⟨

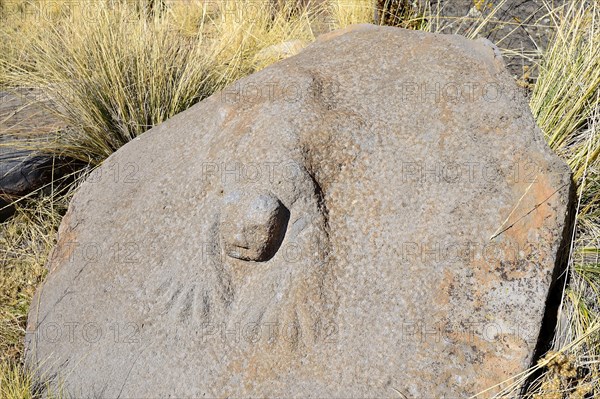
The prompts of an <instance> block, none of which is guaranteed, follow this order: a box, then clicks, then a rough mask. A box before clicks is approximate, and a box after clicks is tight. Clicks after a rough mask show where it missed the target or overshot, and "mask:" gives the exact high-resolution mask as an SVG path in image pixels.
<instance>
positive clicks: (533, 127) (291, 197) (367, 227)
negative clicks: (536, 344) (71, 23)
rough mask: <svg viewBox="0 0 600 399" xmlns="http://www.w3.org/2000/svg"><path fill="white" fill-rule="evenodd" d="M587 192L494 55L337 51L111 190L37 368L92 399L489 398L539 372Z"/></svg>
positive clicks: (71, 213) (59, 273) (53, 263)
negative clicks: (513, 383) (441, 397)
mask: <svg viewBox="0 0 600 399" xmlns="http://www.w3.org/2000/svg"><path fill="white" fill-rule="evenodd" d="M117 172H118V173H117ZM570 188H571V179H570V172H569V169H568V167H567V166H566V165H565V164H564V163H563V162H562V161H560V160H559V158H557V157H556V156H555V155H554V154H553V153H552V152H551V150H550V149H549V148H548V147H547V145H546V143H545V142H544V139H543V136H542V133H541V132H540V130H539V129H538V128H537V127H536V125H535V123H534V120H533V118H532V116H531V114H530V112H529V109H528V106H527V102H526V100H525V99H524V98H523V96H522V95H521V93H519V92H518V91H517V88H516V86H515V85H514V83H513V82H512V80H511V79H510V77H509V76H508V74H507V72H506V71H505V68H504V66H503V63H502V60H501V59H500V58H499V56H498V54H497V51H495V48H494V46H493V45H492V44H491V43H490V42H487V41H470V40H467V39H465V38H463V37H460V36H440V35H434V34H428V33H423V32H415V31H407V30H402V29H398V28H391V27H381V28H379V27H373V26H370V25H360V26H356V27H352V28H350V29H347V30H345V31H338V32H333V33H331V34H328V35H326V36H323V37H322V38H321V39H320V40H318V41H317V42H316V43H314V44H311V45H310V46H308V47H307V48H306V49H305V50H304V51H302V52H301V53H300V54H299V55H297V56H294V57H292V58H289V59H286V60H284V61H281V62H279V63H277V64H275V65H273V66H271V67H268V68H266V69H264V70H262V71H261V72H258V73H256V74H253V75H252V76H249V77H247V78H244V79H242V80H240V81H238V82H236V83H235V84H233V85H232V86H230V87H228V88H227V89H225V90H224V91H223V92H221V93H217V94H215V95H213V96H212V97H210V98H208V99H206V100H205V101H203V102H201V103H200V104H197V105H196V106H194V107H192V108H190V109H189V110H187V111H185V112H183V113H181V114H179V115H177V116H175V117H174V118H172V119H170V120H169V121H167V122H165V123H163V124H161V125H159V126H157V127H155V128H153V129H152V130H150V131H149V132H147V133H145V134H144V135H143V136H141V137H140V138H138V139H136V140H133V141H132V142H130V143H129V144H127V145H125V146H124V147H123V148H121V149H120V150H119V151H117V152H116V153H115V154H114V155H112V156H111V157H110V158H109V159H108V160H107V161H106V162H105V164H104V165H103V166H102V167H101V168H99V169H97V170H96V171H95V172H94V173H93V174H92V175H91V176H90V178H89V180H88V181H87V182H85V183H84V184H83V185H82V186H81V188H80V190H79V191H78V193H77V194H76V195H75V197H74V198H73V200H72V202H71V204H70V208H69V211H68V213H67V215H66V216H65V218H64V220H63V222H62V225H61V228H60V231H59V241H58V245H57V248H56V250H55V251H54V253H53V255H52V257H51V260H50V262H49V265H48V267H49V274H48V277H47V279H46V281H45V283H44V284H43V286H42V287H41V288H40V289H39V290H38V292H37V295H36V297H35V298H34V301H33V305H32V308H31V312H30V315H29V325H28V334H27V342H26V347H27V354H26V355H27V361H28V363H29V364H30V365H31V366H33V367H36V368H38V370H39V372H40V375H42V376H46V377H48V376H50V377H56V379H55V380H56V381H60V382H61V383H63V386H64V387H65V388H66V389H67V390H68V392H69V393H71V394H72V395H74V396H76V397H93V396H102V397H120V398H128V397H144V398H150V397H393V398H397V397H399V394H398V392H401V393H402V395H404V397H407V398H441V397H448V398H450V397H452V398H454V397H468V396H470V395H472V394H475V393H477V392H479V391H481V390H483V389H486V388H488V387H490V386H492V385H495V384H497V383H499V382H501V381H503V380H504V379H506V378H507V377H509V376H511V375H512V374H514V373H518V372H520V371H522V370H523V369H525V368H526V367H528V366H529V364H530V363H531V362H532V361H533V357H534V351H535V347H536V344H537V342H538V338H539V336H540V334H541V330H542V327H541V326H542V320H543V318H544V314H545V310H546V301H547V298H548V297H549V293H550V291H551V288H552V285H553V281H554V278H555V276H556V272H557V266H556V265H558V264H559V263H560V262H559V253H560V247H561V241H562V237H563V233H564V232H565V231H566V230H567V227H568V226H567V222H566V221H567V219H568V210H569V198H570V197H569V192H570ZM563 244H564V243H563ZM235 248H237V250H234V249H235Z"/></svg>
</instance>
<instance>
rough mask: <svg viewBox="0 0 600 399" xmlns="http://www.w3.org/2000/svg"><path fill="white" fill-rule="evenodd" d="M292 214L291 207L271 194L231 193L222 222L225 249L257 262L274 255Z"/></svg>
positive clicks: (230, 193)
mask: <svg viewBox="0 0 600 399" xmlns="http://www.w3.org/2000/svg"><path fill="white" fill-rule="evenodd" d="M289 215H290V212H289V210H288V209H287V208H286V207H285V206H284V205H283V204H282V203H281V201H279V199H277V198H276V197H274V196H273V195H271V194H267V193H252V192H240V191H236V192H233V193H230V194H228V195H227V196H226V197H225V204H224V209H223V213H222V215H221V225H220V229H221V240H222V243H223V245H224V248H225V253H226V254H227V255H228V256H231V257H232V258H237V259H242V260H248V261H255V262H264V261H267V260H269V259H271V258H272V257H273V256H274V255H275V253H276V252H277V250H278V249H279V246H280V245H281V242H282V241H283V237H284V235H285V230H286V229H287V223H288V220H289Z"/></svg>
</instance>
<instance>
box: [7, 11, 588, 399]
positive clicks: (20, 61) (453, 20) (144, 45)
mask: <svg viewBox="0 0 600 399" xmlns="http://www.w3.org/2000/svg"><path fill="white" fill-rule="evenodd" d="M149 1H153V0H139V1H137V0H136V1H125V0H80V1H78V2H73V1H70V0H69V1H67V0H65V1H63V0H58V1H50V0H0V16H1V17H2V22H3V23H2V24H1V25H0V87H4V88H5V89H10V88H11V87H12V88H14V87H36V88H39V89H40V90H42V91H43V92H44V93H45V94H46V95H47V96H49V97H50V98H52V100H53V101H54V102H55V103H56V104H57V107H55V108H53V109H52V110H49V112H53V113H55V114H56V117H57V118H58V119H60V120H61V121H62V122H64V123H63V124H64V125H66V126H69V128H68V129H62V130H61V131H58V132H56V133H53V134H50V135H48V132H44V134H43V135H39V134H38V135H36V134H35V132H34V133H33V134H31V135H29V136H28V137H27V139H28V140H24V141H23V140H22V141H21V142H20V143H21V144H19V145H22V146H25V147H27V148H32V149H36V150H41V151H43V152H46V153H50V154H55V155H60V156H69V157H72V158H75V159H78V160H81V161H83V162H85V163H89V165H90V167H94V166H97V165H99V164H101V163H102V161H103V160H104V159H105V158H106V157H107V156H109V155H110V154H111V153H112V152H114V151H115V150H117V149H118V148H119V147H120V146H122V145H123V144H125V143H126V142H127V141H129V140H131V139H132V138H134V137H136V136H138V135H140V134H142V133H143V132H144V131H146V130H147V129H148V128H150V127H151V126H154V125H156V124H158V123H160V122H162V121H164V120H165V119H168V118H169V117H171V116H173V115H175V114H176V113H178V112H180V111H182V110H184V109H186V108H188V107H189V106H190V105H192V104H193V103H195V102H197V101H200V100H202V99H203V98H206V97H207V96H209V95H211V94H212V93H214V92H215V91H216V90H219V89H220V88H222V87H224V86H225V85H227V84H229V83H231V82H233V81H235V80H236V79H239V78H240V77H243V76H246V75H248V74H250V73H253V72H255V71H257V70H260V69H261V68H264V67H265V66H267V65H269V64H270V63H273V62H275V61H277V60H278V59H280V58H281V57H283V56H289V55H291V54H293V52H292V53H291V54H283V55H282V54H278V53H277V52H266V53H265V52H264V51H263V52H261V50H263V49H265V48H268V47H269V46H272V45H278V44H281V43H283V42H286V41H292V40H293V41H295V42H296V43H303V44H307V43H309V42H311V41H313V40H314V39H315V37H316V36H317V35H318V34H319V33H320V32H323V31H326V30H332V29H337V28H342V27H345V26H347V25H350V24H354V23H363V22H371V21H373V18H374V12H373V7H372V4H373V2H372V1H371V0H328V1H325V2H323V3H322V6H320V7H317V8H311V9H305V8H298V7H292V6H290V5H289V4H291V3H290V2H287V3H286V4H287V5H286V6H284V7H283V8H279V9H274V8H272V7H270V6H268V4H269V1H268V0H264V1H261V2H257V1H256V0H253V1H250V0H235V1H233V0H213V1H210V2H206V1H204V0H189V1H176V0H173V1H171V0H166V1H165V7H159V6H157V7H155V8H154V10H153V12H147V11H144V10H147V9H146V8H144V7H145V6H146V5H147V4H148V2H149ZM487 3H489V2H474V5H475V6H478V7H479V8H478V10H480V11H482V13H481V15H480V16H479V17H465V18H442V17H441V14H442V13H441V12H440V10H439V9H437V8H432V7H430V6H427V5H426V6H423V7H422V8H421V9H410V8H408V9H407V8H401V9H399V10H400V11H399V14H398V15H399V16H400V18H398V19H397V20H398V21H400V22H401V24H402V26H405V27H408V28H411V29H422V30H426V31H434V32H444V33H454V32H460V33H462V34H464V35H466V36H468V37H472V38H474V37H478V36H479V35H481V34H482V32H484V31H489V30H490V29H491V30H493V29H495V28H494V24H495V20H496V17H497V13H498V10H500V8H501V7H502V6H503V5H504V3H505V1H504V0H500V1H494V2H493V3H494V7H491V8H490V7H487V6H486V5H487ZM586 4H587V3H586V2H584V1H582V0H573V1H572V2H569V3H568V4H567V6H566V7H562V8H554V7H553V6H552V5H551V4H548V5H547V16H549V17H550V18H551V25H552V26H554V27H555V29H556V30H555V37H554V39H553V40H552V41H551V43H550V45H549V47H548V49H547V51H546V52H545V54H543V56H542V57H541V60H542V61H541V64H540V66H539V68H538V70H539V78H538V80H537V82H536V84H535V85H534V86H533V91H532V93H531V109H532V112H533V114H534V116H535V117H536V120H537V121H538V124H539V125H540V127H541V128H542V130H543V131H544V132H545V134H546V137H547V139H548V142H549V144H550V145H551V147H552V148H553V149H554V150H555V151H557V153H559V154H560V155H561V156H562V157H563V158H564V159H565V160H566V161H567V162H568V163H569V165H570V166H571V167H572V168H573V170H574V174H575V179H576V181H577V186H578V190H577V194H578V213H577V224H576V231H575V232H574V238H575V240H574V245H573V248H572V252H571V256H570V261H569V268H568V270H567V273H568V277H569V278H568V284H567V286H566V289H565V292H564V295H563V299H562V301H563V302H562V306H561V313H560V318H559V326H558V329H557V334H556V338H555V340H554V344H553V348H552V350H551V351H550V352H548V354H546V356H545V357H543V358H542V359H541V360H540V361H539V364H538V365H537V366H536V367H534V368H532V369H530V370H526V371H525V372H523V373H522V374H520V375H518V376H515V378H513V379H511V380H510V381H506V382H504V383H503V384H501V385H500V386H497V387H491V389H490V390H488V391H485V392H482V393H481V395H479V396H480V397H490V396H496V397H514V396H515V395H516V394H517V393H519V392H518V390H519V387H520V386H522V385H523V382H525V381H530V382H532V383H531V387H530V390H529V392H528V393H526V395H525V396H526V397H530V398H536V399H553V398H557V399H558V398H560V399H563V398H568V399H576V398H584V397H586V395H587V397H594V395H596V396H597V395H600V383H599V382H598V378H599V376H600V373H599V371H600V367H599V363H598V360H599V359H598V355H599V353H598V352H599V347H600V345H599V343H600V318H599V317H598V313H599V310H600V309H599V307H600V303H599V298H600V297H599V294H600V290H599V289H600V265H599V262H598V255H599V254H600V244H599V242H598V237H600V223H599V216H600V215H599V207H598V205H599V201H600V178H599V164H598V163H599V162H600V161H599V160H598V159H599V158H598V154H599V153H600V140H599V137H600V135H599V134H598V132H599V130H598V129H599V127H598V126H600V125H598V120H599V118H600V100H599V99H600V94H599V93H598V86H599V84H600V65H598V64H599V63H600V61H599V60H600V54H599V51H600V33H599V32H600V31H599V30H598V21H599V20H600V18H599V17H600V13H599V10H598V6H597V5H595V3H593V6H591V7H586V6H585V5H586ZM392 20H394V18H392ZM511 23H512V25H511ZM527 23H530V22H527ZM507 24H508V25H509V26H514V28H513V29H514V30H517V29H521V28H522V27H523V25H524V22H510V21H509V22H505V24H504V25H507ZM503 40H504V39H503V38H501V39H500V40H499V45H500V47H502V43H503ZM297 50H298V47H295V50H294V51H297ZM502 50H503V52H504V53H505V54H508V55H521V56H523V57H525V58H527V59H528V60H529V61H536V60H537V59H538V57H539V56H541V54H538V53H535V52H534V53H528V54H523V53H522V52H521V53H519V52H518V51H516V50H514V49H510V48H503V49H502ZM2 134H3V133H2V132H0V135H2ZM23 143H24V144H23ZM1 145H14V143H9V144H6V143H4V144H2V143H1V142H0V146H1ZM76 185H77V180H76V183H74V184H73V185H72V186H71V190H70V191H67V192H64V191H63V192H57V190H50V192H51V194H47V193H46V194H42V193H39V194H37V195H35V196H33V198H32V200H30V201H27V202H25V201H22V202H20V203H19V204H18V211H17V214H16V216H15V217H13V218H12V219H10V220H9V221H7V222H6V223H4V224H3V225H1V226H0V263H1V269H0V350H1V352H0V353H1V354H2V355H1V356H2V358H1V359H0V396H2V397H6V398H27V397H37V396H38V393H39V391H38V388H39V386H38V385H36V384H35V382H34V381H33V380H32V377H31V374H30V373H28V372H27V371H26V370H25V369H24V368H23V367H22V364H21V363H20V362H21V353H22V349H23V347H22V342H23V336H24V333H25V331H24V329H25V321H26V314H27V309H28V307H29V302H30V300H31V296H32V294H33V292H34V290H35V287H36V286H37V285H38V284H39V283H40V281H41V280H42V279H43V278H44V273H45V271H44V267H43V265H44V264H45V262H46V259H47V257H48V254H49V252H50V250H51V249H52V247H53V246H54V244H55V235H56V229H57V227H58V225H59V223H60V219H61V215H62V214H63V213H64V211H65V209H66V206H67V203H68V199H69V198H70V195H71V193H72V190H74V189H75V187H76ZM532 380H533V381H532Z"/></svg>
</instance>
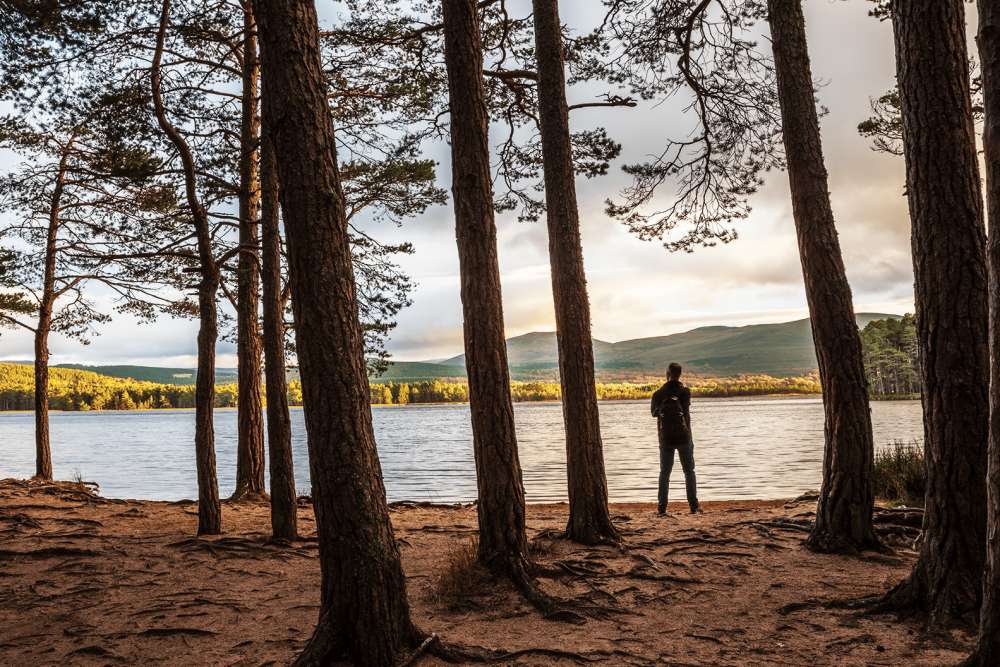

⟩

## What to work on:
Show a copy of each line from the records above in which the string "negative" occurs.

## Answer space:
negative clicks: (536, 344) (71, 23)
negative clicks: (513, 383) (441, 397)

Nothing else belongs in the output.